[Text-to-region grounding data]
────────────────────
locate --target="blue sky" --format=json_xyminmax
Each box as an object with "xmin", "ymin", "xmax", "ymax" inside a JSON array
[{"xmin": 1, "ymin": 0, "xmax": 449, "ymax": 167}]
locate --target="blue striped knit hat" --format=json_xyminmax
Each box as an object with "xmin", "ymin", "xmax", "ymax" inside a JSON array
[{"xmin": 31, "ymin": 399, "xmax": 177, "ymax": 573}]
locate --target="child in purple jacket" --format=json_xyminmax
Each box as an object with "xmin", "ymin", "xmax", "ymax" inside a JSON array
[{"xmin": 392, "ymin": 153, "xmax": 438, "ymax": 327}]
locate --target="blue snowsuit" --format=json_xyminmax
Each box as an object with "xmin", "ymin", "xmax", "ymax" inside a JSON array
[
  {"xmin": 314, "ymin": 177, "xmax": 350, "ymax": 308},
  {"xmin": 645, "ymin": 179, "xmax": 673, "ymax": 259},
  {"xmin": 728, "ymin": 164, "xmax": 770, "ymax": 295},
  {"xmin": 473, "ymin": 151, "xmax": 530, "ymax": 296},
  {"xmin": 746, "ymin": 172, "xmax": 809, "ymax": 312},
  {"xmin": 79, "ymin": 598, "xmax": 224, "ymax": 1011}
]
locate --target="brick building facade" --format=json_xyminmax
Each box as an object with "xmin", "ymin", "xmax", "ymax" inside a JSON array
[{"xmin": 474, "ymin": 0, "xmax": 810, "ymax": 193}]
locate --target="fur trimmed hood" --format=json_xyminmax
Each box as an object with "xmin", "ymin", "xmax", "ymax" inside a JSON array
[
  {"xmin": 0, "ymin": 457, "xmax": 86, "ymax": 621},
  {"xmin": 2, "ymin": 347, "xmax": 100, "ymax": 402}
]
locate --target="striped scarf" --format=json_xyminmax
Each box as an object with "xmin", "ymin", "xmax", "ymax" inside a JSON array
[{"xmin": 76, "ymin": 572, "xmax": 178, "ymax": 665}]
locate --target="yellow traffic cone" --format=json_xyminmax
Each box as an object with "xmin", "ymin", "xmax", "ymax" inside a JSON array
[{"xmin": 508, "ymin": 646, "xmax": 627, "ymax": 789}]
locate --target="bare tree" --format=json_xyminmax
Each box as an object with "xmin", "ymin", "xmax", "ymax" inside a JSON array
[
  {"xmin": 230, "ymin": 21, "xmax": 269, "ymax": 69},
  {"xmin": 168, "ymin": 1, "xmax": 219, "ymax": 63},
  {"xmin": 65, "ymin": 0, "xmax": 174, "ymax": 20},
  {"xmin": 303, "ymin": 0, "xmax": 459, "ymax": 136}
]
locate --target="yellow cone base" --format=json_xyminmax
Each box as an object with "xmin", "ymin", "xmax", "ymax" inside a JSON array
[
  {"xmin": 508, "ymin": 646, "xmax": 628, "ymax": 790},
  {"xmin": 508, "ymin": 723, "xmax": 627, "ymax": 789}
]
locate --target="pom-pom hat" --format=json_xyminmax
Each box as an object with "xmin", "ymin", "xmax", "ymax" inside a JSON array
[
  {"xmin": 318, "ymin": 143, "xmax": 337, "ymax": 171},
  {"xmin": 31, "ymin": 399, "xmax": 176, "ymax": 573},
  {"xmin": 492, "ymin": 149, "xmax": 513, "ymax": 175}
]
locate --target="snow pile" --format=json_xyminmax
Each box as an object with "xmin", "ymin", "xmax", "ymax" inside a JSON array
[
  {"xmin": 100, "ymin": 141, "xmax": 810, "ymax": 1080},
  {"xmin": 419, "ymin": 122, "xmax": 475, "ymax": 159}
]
────────────────────
What to work on :: Every line above that holds the string "format" counts once; give the total and nothing more.

Solution to this problem :: 12